(Natural-language object grounding data)
_ _ _ _

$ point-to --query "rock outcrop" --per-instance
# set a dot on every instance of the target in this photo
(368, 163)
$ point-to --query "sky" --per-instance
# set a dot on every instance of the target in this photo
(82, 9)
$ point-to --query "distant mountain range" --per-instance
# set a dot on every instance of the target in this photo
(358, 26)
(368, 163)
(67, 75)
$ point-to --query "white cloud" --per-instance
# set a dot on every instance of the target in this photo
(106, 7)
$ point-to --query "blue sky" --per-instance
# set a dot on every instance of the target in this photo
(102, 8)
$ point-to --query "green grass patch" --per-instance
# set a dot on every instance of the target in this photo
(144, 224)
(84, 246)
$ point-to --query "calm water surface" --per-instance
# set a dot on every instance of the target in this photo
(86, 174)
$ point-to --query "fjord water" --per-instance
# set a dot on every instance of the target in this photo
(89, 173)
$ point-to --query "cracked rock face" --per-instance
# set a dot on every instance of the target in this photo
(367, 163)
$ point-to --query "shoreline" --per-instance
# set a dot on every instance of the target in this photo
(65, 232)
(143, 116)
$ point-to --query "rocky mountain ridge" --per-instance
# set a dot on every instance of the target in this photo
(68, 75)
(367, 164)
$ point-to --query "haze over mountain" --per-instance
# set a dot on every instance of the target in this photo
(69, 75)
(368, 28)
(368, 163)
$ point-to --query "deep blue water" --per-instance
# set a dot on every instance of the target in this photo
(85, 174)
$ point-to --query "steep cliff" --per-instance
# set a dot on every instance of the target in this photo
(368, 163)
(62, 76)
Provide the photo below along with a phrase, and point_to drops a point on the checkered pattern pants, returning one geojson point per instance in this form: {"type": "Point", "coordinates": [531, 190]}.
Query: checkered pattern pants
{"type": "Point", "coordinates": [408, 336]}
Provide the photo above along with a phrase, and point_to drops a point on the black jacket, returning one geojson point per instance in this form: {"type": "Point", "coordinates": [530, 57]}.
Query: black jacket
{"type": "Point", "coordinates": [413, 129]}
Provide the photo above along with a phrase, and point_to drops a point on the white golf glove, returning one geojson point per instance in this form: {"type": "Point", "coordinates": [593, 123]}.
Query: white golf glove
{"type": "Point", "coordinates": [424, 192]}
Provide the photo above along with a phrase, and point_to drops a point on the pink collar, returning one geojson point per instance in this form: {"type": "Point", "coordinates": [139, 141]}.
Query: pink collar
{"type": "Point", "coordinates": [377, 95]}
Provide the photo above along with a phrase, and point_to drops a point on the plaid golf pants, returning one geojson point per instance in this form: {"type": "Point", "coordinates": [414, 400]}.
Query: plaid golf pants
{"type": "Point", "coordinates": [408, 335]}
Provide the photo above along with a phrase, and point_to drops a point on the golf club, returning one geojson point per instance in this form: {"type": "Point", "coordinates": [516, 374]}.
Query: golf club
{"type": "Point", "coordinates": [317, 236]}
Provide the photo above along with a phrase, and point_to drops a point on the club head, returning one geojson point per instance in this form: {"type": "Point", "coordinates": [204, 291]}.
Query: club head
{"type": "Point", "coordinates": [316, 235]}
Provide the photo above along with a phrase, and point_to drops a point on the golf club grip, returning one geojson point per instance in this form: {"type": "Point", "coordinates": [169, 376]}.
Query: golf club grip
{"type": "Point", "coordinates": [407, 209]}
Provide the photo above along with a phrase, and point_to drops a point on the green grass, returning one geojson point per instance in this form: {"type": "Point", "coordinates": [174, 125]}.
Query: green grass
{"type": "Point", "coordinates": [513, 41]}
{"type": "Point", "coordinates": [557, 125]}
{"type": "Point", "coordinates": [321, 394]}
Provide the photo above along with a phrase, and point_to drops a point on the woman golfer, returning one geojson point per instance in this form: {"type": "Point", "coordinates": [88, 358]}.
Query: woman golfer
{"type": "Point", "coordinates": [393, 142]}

_ _ _ _

TASK TO CARRY OUT: Your answer should be the data above, retyped exactly.

EXERCISE OUTPUT:
$ point-to --query "rock outcrop" --per-instance
# set a dot on every instance of the target in this photo
(368, 163)
$ point-to --query "sky" --per-instance
# set a dot on every instance of the target in this photo
(82, 9)
$ point-to --query "distant mountain range" --per-instance
# set a dot on every instance of the target in this photo
(358, 26)
(368, 163)
(67, 75)
$ point-to --query "white cloud" --per-instance
# set a dot on every instance of the target in this photo
(106, 7)
$ point-to --query "blue sky" --per-instance
# set a dot on every instance of the target in this photo
(102, 8)
$ point-to --query "green grass patch" --per-instance
# set a dot on every instance of the target in this photo
(144, 224)
(84, 246)
$ point-to --query "calm water surface" --per-instance
# set a dot on every instance of the target in this photo
(86, 174)
$ point-to --query "fjord water" --per-instance
# set a dot on every instance of the target in this photo
(89, 173)
$ point-to --query "cracked rock face" --per-instance
# set a dot on every instance of the target in this photo
(367, 163)
$ point-to --query "shoreline" --per-instance
# set a dot on every instance of the target in this photo
(65, 232)
(143, 116)
$ point-to --query "rocky mountain ridge" --per-instance
# set a dot on every instance of the target in this photo
(68, 75)
(367, 164)
$ point-to --query "haze over mountain" --per-instance
# set a dot on every instance of the target in this photo
(69, 75)
(368, 28)
(368, 163)
$ point-to --query "deep blue water" --per-instance
# set a dot on every instance of the target in this photo
(85, 174)
$ point-to --query "steep cliff" --per-instance
# set a dot on every instance of the target in this photo
(368, 163)
(62, 76)
Provide the photo below along with a phrase, and point_to drops a point on the checkered pattern pants, returning one geojson point per instance in this form: {"type": "Point", "coordinates": [531, 190]}.
Query: checkered pattern pants
{"type": "Point", "coordinates": [408, 336]}
Provide the photo above along with a phrase, and point_to drops a point on the black jacket, returning one geojson point per instance in this form: {"type": "Point", "coordinates": [530, 57]}.
Query: black jacket
{"type": "Point", "coordinates": [413, 129]}
Provide the photo above along with a phrase, and point_to drops a point on the white golf glove, returning one geojson point per instance in this form: {"type": "Point", "coordinates": [593, 123]}.
Query: white golf glove
{"type": "Point", "coordinates": [424, 192]}
Provide the photo above along with a phrase, and point_to drops a point on the pink collar, returning one geojson point per instance in this form: {"type": "Point", "coordinates": [139, 141]}.
Query: pink collar
{"type": "Point", "coordinates": [377, 95]}
Provide the photo above along with a phrase, and point_to drops a point on the plaid golf pants, returning one geojson point per instance in this form: {"type": "Point", "coordinates": [414, 400]}.
Query: plaid golf pants
{"type": "Point", "coordinates": [408, 335]}
Provide the photo above along with a phrase, and point_to drops a point on the golf club, returning one geojson point per instance in this form: {"type": "Point", "coordinates": [516, 374]}.
Query: golf club
{"type": "Point", "coordinates": [317, 236]}
Provide the photo above along with a phrase, and point_to drops a point on the club head, returning one geojson point per instance in this form: {"type": "Point", "coordinates": [204, 291]}.
Query: club head
{"type": "Point", "coordinates": [316, 235]}
Provide the photo above along with a phrase, and point_to drops a point on the golf club grip, returning one geojson point per instance in this form: {"type": "Point", "coordinates": [169, 376]}.
Query: golf club grip
{"type": "Point", "coordinates": [407, 209]}
Provide the photo above along with a phrase, and point_to drops a point on the green grass, returning one geojson point per instance in this form: {"type": "Point", "coordinates": [174, 125]}.
Query: green grass
{"type": "Point", "coordinates": [513, 41]}
{"type": "Point", "coordinates": [557, 125]}
{"type": "Point", "coordinates": [321, 394]}
Provide the photo above along with a phrase, and point_to drops a point on the woman golfer, returning one geojson point per instance in this form: {"type": "Point", "coordinates": [88, 358]}.
Query: woman golfer
{"type": "Point", "coordinates": [393, 142]}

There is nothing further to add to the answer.